### Request A
Repeat the lines of the listing below word for word, beginning at the line that has "[locate] beach towel" and continuing through the last line of the listing.

### Passage given
★ ★ ★ ★ ★ ★ ★

As the material, the target materials are prepared first. The
target materials are R1-T-B alloyed target material and Y-T-B
alloyed target material with a desired composition. Here, as the
sputtering yield of each element is different, there may be
deviation between the composition ratio of the target materials and
the composition ratio of the film formed by sputtering, and
adjustment is needed. When a device with three or more sputtering
means is used, single-element target materials for each of RI, Y, T
and B may be prepared so as to perform the sputtering in desired
ratios. Further, the sputtering may also be performed in desired
ratios by using materials with a part of alloyed target materials
such as R1, Y and T-B. Similarly, when other elements such as Zr,
Ti, Bi, Sn, Ga, Nb, Ta, Si, V, Ag, Ge and the like are needed to be
contained appropriately, they may also be contained by using the
two methods involving the alloyed target materials and
single-element target materials. On the other hand, the impurity
elements such as O, N, C and the like are preferably reduced as
much as possible, so the amount of the impurities contained in the
target materials is also reduced as much as possible.
During storage, the target materials are oxidized from the
surfaces. Particularly, the oxidation proceeds quickly when
single-element target materials of rare earth elements such as
R1and Y are used. Therefore, before the use of these target
materials, sufficient sputtering is essential so as to expose their
clean surfaces.
As for the base material which is film-formed by sputtering,
various metals, glass, silicon, ceramics and the like can be
selected to use. Since the treatment at a high temperature is
essential to get a desired crystal structure, materials with high
melting points are preferred. Furthermore, in addition to the
resistance against the high-temperature treatment, as a measure to
solve the problem that sometimes the adhesion to the R-T-B film is
not sufficient, to improve the adhesion by providing a base film
made of Cr or Ti, Ta, Mo and the like is usually performed. To
prevent the oxidation of the R-T-B film, a protection film made of
Ti, Ta, Mo and the like can be provided on the top of the R-T-B
film.

★ ★ ★ ★ ★ ★ ★

### Data rows
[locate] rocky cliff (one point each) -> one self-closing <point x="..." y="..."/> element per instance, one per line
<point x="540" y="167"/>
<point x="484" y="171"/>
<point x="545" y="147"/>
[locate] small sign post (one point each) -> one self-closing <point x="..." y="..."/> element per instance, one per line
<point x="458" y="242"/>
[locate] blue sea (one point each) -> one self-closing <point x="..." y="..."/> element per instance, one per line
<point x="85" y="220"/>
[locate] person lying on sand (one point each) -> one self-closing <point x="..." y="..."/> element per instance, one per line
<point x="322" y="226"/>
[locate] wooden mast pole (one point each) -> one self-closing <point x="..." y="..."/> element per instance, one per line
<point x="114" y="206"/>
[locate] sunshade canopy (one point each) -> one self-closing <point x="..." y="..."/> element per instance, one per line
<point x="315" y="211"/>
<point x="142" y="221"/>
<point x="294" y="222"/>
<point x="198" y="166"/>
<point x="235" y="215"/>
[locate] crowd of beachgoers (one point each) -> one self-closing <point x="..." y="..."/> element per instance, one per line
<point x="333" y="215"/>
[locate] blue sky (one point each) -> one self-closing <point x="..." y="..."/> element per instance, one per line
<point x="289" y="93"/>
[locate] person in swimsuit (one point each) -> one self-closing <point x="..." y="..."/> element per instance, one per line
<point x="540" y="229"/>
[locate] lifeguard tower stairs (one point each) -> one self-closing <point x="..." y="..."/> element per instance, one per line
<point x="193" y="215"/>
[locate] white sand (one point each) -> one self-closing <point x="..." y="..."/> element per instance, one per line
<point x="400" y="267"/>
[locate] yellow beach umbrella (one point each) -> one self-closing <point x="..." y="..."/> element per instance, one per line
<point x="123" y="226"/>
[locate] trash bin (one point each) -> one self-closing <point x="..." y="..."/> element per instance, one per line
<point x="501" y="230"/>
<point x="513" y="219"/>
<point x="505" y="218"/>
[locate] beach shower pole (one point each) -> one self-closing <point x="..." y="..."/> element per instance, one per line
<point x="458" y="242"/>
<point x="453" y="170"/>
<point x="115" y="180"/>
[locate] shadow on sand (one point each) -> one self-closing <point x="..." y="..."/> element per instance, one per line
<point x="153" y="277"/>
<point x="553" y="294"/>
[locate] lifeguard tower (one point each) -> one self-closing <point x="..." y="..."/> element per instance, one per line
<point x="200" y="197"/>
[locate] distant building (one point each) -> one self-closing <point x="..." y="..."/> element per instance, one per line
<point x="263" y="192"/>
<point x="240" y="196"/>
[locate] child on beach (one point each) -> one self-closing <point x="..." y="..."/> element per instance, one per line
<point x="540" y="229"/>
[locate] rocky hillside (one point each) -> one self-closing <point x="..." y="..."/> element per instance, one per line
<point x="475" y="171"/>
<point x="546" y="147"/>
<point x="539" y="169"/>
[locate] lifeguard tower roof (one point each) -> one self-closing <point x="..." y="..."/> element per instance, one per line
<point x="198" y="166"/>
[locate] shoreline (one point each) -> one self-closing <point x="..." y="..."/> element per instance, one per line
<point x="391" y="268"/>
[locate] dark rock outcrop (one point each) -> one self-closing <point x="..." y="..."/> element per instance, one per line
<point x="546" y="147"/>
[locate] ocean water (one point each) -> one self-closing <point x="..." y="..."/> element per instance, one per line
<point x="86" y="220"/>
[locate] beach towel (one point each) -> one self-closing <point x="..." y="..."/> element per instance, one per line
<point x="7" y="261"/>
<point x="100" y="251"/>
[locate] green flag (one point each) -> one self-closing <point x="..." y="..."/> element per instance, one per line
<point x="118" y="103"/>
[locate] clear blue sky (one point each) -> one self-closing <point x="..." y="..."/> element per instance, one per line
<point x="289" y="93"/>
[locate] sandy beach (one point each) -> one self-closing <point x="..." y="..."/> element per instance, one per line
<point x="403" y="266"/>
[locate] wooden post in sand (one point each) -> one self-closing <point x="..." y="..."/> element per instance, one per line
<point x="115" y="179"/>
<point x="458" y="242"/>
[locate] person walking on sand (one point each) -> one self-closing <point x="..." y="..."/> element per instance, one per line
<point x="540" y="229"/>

★ ★ ★ ★ ★ ★ ★

### Request B
Transcribe the passage on sputtering target materials above word for word, beginning at the words "During storage, the" and stopping after "clean surfaces.".

### Complete output A
[locate] beach towel (one point each) -> one self-closing <point x="..." y="..."/> element per instance, one per line
<point x="7" y="261"/>
<point x="100" y="251"/>
[locate] green flag (one point each) -> one self-closing <point x="..." y="..."/> element per instance, one per line
<point x="118" y="103"/>
[locate] clear blue sky (one point each) -> one self-closing <point x="..." y="..."/> element per instance, one per line
<point x="289" y="93"/>
[locate] sandy beach (one point each) -> one self-closing <point x="..." y="..."/> element per instance, one per line
<point x="403" y="266"/>
[locate] wooden post in sand (one point each) -> one self-closing <point x="..." y="..."/> element per instance, one per line
<point x="115" y="179"/>
<point x="458" y="242"/>
[locate] person walking on sand (one point each) -> one self-closing <point x="..." y="..."/> element per instance, one per line
<point x="540" y="229"/>

### Complete output B
During storage, the target materials are oxidized from the
surfaces. Particularly, the oxidation proceeds quickly when
single-element target materials of rare earth elements such as
R1and Y are used. Therefore, before the use of these target
materials, sufficient sputtering is essential so as to expose their
clean surfaces.